Instructions for the task: What follows are records. Restate all of them word for word.

Data supplied:
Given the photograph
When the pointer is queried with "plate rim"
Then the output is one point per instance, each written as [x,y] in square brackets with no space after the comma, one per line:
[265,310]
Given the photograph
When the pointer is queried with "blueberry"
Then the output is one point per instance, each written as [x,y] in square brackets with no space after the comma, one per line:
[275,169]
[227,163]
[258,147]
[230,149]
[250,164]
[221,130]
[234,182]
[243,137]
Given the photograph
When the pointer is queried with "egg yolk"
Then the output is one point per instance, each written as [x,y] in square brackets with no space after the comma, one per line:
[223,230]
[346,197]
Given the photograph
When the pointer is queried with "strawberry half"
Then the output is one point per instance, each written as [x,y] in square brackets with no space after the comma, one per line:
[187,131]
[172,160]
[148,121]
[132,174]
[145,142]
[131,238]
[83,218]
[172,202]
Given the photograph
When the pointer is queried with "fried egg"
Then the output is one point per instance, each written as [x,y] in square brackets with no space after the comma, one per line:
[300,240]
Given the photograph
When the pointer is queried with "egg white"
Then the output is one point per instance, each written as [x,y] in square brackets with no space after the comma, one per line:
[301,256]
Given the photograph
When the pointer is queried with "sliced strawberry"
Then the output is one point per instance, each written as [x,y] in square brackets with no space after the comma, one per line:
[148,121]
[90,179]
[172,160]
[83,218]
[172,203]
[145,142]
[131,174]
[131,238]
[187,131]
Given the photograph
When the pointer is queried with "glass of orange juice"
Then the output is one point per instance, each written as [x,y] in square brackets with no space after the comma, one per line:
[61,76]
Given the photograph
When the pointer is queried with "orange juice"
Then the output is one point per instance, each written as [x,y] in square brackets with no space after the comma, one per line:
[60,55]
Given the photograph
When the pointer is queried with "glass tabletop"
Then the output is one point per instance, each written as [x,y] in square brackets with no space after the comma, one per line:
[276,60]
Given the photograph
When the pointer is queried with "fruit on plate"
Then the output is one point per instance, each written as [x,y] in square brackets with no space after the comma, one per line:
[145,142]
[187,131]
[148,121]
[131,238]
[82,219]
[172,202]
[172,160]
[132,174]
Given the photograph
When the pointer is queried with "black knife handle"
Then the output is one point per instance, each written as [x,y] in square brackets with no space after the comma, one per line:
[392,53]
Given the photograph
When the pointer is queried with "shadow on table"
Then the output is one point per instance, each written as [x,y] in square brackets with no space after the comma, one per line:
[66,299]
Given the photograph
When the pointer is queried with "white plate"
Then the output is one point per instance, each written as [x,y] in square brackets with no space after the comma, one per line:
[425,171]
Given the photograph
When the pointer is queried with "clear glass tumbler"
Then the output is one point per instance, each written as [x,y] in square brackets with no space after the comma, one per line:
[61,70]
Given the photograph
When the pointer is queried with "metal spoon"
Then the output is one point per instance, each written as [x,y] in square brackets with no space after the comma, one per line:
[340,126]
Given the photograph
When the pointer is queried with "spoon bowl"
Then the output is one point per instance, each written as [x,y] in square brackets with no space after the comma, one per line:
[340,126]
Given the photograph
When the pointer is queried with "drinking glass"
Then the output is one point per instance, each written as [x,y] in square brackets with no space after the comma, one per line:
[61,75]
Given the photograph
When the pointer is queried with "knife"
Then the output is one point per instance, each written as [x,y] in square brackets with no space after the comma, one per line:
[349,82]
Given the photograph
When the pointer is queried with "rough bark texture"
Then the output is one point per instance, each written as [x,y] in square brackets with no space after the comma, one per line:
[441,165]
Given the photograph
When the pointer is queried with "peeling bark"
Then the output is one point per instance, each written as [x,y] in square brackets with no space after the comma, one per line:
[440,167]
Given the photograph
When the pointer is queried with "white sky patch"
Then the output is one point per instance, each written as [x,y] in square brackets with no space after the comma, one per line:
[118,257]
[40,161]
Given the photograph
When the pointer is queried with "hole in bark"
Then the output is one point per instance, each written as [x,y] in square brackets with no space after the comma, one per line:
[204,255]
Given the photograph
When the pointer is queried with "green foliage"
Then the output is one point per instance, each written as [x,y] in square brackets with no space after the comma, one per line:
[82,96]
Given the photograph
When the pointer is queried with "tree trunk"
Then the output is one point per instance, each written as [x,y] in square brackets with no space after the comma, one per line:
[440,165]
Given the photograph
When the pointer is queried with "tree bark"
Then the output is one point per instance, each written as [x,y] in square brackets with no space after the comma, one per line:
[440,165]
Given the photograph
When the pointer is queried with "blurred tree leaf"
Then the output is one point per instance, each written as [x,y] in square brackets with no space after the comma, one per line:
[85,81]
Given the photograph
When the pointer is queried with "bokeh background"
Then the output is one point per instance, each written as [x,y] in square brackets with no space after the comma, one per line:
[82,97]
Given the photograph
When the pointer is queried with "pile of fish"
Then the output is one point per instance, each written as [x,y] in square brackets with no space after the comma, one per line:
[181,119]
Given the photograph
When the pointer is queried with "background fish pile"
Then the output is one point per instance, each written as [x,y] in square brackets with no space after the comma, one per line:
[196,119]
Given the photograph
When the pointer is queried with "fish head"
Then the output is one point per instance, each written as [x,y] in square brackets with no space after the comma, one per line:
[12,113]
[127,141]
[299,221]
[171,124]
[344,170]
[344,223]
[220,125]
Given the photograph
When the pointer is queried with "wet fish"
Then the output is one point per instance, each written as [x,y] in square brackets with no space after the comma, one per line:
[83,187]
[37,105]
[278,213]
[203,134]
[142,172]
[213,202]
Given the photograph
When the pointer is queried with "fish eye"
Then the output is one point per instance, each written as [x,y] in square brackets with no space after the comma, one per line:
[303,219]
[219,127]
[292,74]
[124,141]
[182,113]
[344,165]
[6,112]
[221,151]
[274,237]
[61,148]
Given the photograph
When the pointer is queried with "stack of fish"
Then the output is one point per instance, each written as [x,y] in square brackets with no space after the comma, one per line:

Finished answer:
Given the photograph
When the pointer is queried with "plate rim"
Then the output is one point per instance, each written as [x,y] in square brackets with no space after the comma, one per line:
[265,310]
Given the photograph
When the pointer is queried with "blueberry"
Then the output is one point per instance, each written as [x,y] in square brackets with no space after the comma, one per line:
[275,169]
[227,163]
[258,147]
[230,149]
[250,164]
[221,130]
[234,182]
[243,137]
Given the photograph
When the pointer is queried with "egg yolk"
Then the output is one point per instance, each written as [x,y] in square brackets with no space after the comma, one per line:
[223,230]
[346,197]
Given the photograph
When the pointer is queried with "strawberry half"
Then the output is one point per instance, each written as [x,y] in square brackets with no space after the comma, one per line:
[187,131]
[172,160]
[148,121]
[132,174]
[145,142]
[131,238]
[83,218]
[172,202]
Given the photograph
When the pointer is queried with "fried egg"
Then the output is one point per instance, each written as [x,y] in square brackets with no space after the comma, one per line:
[300,240]
Given the photograph
When the pointer is queried with "egg white"
Then the output is one point per instance, each written as [x,y] in square brackets with no space after the comma, one per line:
[301,256]
Given the photograph
When the pointer is queried with "sliced strawberry"
Then the output is one point per instance, each written as [x,y] in square brackets with no space after the comma, one per line:
[148,121]
[90,179]
[172,160]
[83,218]
[172,203]
[145,142]
[131,174]
[131,238]
[187,131]
Given the photograph
When the pointer is queried with "glass of orange juice"
Then the output is one point per instance, each written as [x,y] in square brackets with no space after the comma, one per line:
[61,76]
Given the photograph
When the pointer is queried with "orange juice"
Then the output is one point per instance, each written as [x,y] in square brackets with no space after the comma, one per line:
[60,55]
Given the photograph
When the pointer is queried with "glass tabletop"
Then the output is one point per instance, each written as [x,y] in square brackets with no space after the comma, one per line:
[276,60]
Given the photograph
When the pointer is queried with "fruit on plate"
Then the output is one point per instance, each written as [x,y] in square brackets with no space after the comma, one per line:
[145,142]
[187,131]
[148,121]
[131,238]
[82,219]
[172,202]
[172,160]
[132,174]
Given the photograph
When the pointer is queried with "black knife handle"
Then the output is one point per instance, each written as [x,y] in square brackets with no space after the comma, one per line:
[392,53]
Given the photograph
When the pointer is queried with "shadow on table"
Then the output is one point per instance, each written as [x,y] in square brackets with no space after the comma, one per line:
[66,299]
Given the photograph
When the pointer is queried with "white plate"
Then the output is one point per instance, each written as [x,y] in square brackets with no space after the comma, one per line:
[425,171]
Given the photograph
When the pointer is queried with "clear glass tumbler"
Then the output is one point per instance, each written as [x,y] in square brackets with no space after the comma, one per line:
[61,70]
Given the photograph
When the pointer is queried with "metal spoon"
Then the output is one point per instance, each written as [x,y] in square brackets with no space after the comma, one per line:
[340,126]
Given the photograph
When the pointer is queried with "spoon bowl"
Then the output is one point per instance, each written as [x,y] in square brackets with no space after the comma, one per line:
[340,126]
Given the photograph
When the pointer is queried with "drinking glass"
Then the output is one point per instance, each written as [x,y] in square brackets with no space after the comma, one per line:
[61,75]
Given the photograph
When the pointer is queried with "knife"
Then the output is one point per instance, each written as [x,y] in square brackets with no space after the comma, one per line:
[349,82]
Given the photograph
When the pointer is queried with "rough bark texture"
Then the output is one point per instance, each written as [x,y] in square brackets with no space after the comma, one per line:
[441,165]
Given the photograph
When the pointer is queried with "peeling bark"
Then the output is one point per instance, each written as [x,y] in square brackets with no space after the comma, one per line:
[440,167]
Given the photograph
When the pointer is queried with "white sky patch"
Then the output is one point per instance, each written as [x,y] in square brackets with no space after the comma, one per line:
[118,257]
[40,161]
Given the photograph
When the pointer is queried with "hole in bark"
Then the output is one point per instance, each written as [x,y] in square brackets with no space after the comma, one per line:
[204,255]
Given the photograph
When the pointer is queried with "green foliage"
Then the output is one point per instance, each written as [x,y] in square brackets with no space after the comma, one per line:
[82,96]
Given the photograph
When the pointer is queried with "tree trunk"
Then the output is one point per instance, each written as [x,y] in square brackets with no space after the comma, one per line:
[440,165]
Given the photograph
When the pointer is queried with "tree bark"
Then the output is one point per instance, each written as [x,y] in square brackets with no space after the comma, one per line:
[440,165]
Given the photograph
When the pointer is queried with "blurred tree leaf"
Then the output is one point per instance, each written as [x,y] in square brackets with no space after the comma, one per line:
[85,81]
Given the photograph
When the pointer is queried with "bokeh background"
Then the output is one point per instance, each written as [x,y] in square brackets with no space after the comma, one per line:
[82,97]
Given the photograph
When the pointer is queried with "pile of fish"
Then the output is one point per instance, each written as [x,y] in square brackets with no space after the comma, one per line:
[181,119]
Given the photograph
When the pointer is queried with "background fish pile"
Then the output is one point per instance, each written as [x,y] in square brackets with no space after the comma, one per line:
[196,119]
Given the photograph
When the pointer is queried with "fish head"
Then the output is one point per instance, each written as [x,y] in square brackets with no space after the comma, one per line:
[12,113]
[127,141]
[299,221]
[171,124]
[344,170]
[344,223]
[220,125]
Given the photograph
When the pointer is queried with "wet fish"
Then the output is one point per instance, each written as [x,y] in square brackets with no space after the comma, one per line:
[83,187]
[37,105]
[278,213]
[203,134]
[142,172]
[213,202]
Given the photograph
When the pointer is queried with "fish eye"
Then the output is one point per instance, each written as [x,y] in square brackets with no space after the comma, one per line:
[303,219]
[219,127]
[292,74]
[124,141]
[182,113]
[344,165]
[6,112]
[221,151]
[274,237]
[61,148]
Given the photograph
When the pointer is queried with "stack of fish"
Then the output is one point per instance, each written as [x,y] in square brackets with no space after the comma, one per line:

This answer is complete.